■ EXCERPTED TEXT ■
:::

- Daerah Muallim
- Interactive map of Muallim District
- Coordinates: 3°50′N 101°30′E﻿ / ﻿3.833°N 101.500°E
- Country: Malaysia
- State: Perak
- Seat: Tanjung Malim
- Local area government(s): Muallim District and Land Office

Government
- • District officer: Mohamad Fitri Hassan

Area
- • Total: 934.35 km^{2} (360.75 sq mi)

Population (2016)
- • Total: 69,639
- • Estimate (2015): 100,200
- Time zone: UTC+8 (MST)
- Postcode: 35700-35900
- Calling code: +6-05
- Vehicle registration: A

= Muallim District =

The Muallim District is the eleventh district of the state of Perak, Malaysia, situated at the southeastern tip of the state, bordering the state of Selangor. It was proclaimed by the current Sultan of Perak, Sultan Nazrin Muizzuddin Shah on 11 January 2016 at the Tanjung Malim District Council Building. The district was previously part of the neighbouring Batang Padang district.

:::

■ GIVEN MATERIAL ■
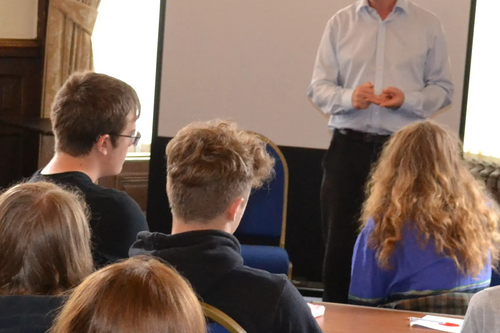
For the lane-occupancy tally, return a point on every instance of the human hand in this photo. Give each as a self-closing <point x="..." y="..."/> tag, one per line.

:::

Can you extract the whole Muallim District text and copy it out word for word?

■ ANSWER TO THE EXERCISE ■
- Daerah Muallim
- Interactive map of Muallim District
- Coordinates: 3°50′N 101°30′E﻿ / ﻿3.833°N 101.500°E
- Country: Malaysia
- State: Perak
- Seat: Tanjung Malim
- Local area government(s): Muallim District and Land Office

Government
- • District officer: Mohamad Fitri Hassan

Area
- • Total: 934.35 km^{2} (360.75 sq mi)

Population (2016)
- • Total: 69,639
- • Estimate (2015): 100,200
- Time zone: UTC+8 (MST)
- Postcode: 35700-35900
- Calling code: +6-05
- Vehicle registration: A

= Muallim District =

The Muallim District is the eleventh district of the state of Perak, Malaysia, situated at the southeastern tip of the state, bordering the state of Selangor. It was proclaimed by the current Sultan of Perak, Sultan Nazrin Muizzuddin Shah on 11 January 2016 at the Tanjung Malim District Council Building. The district was previously part of the neighbouring Batang Padang district.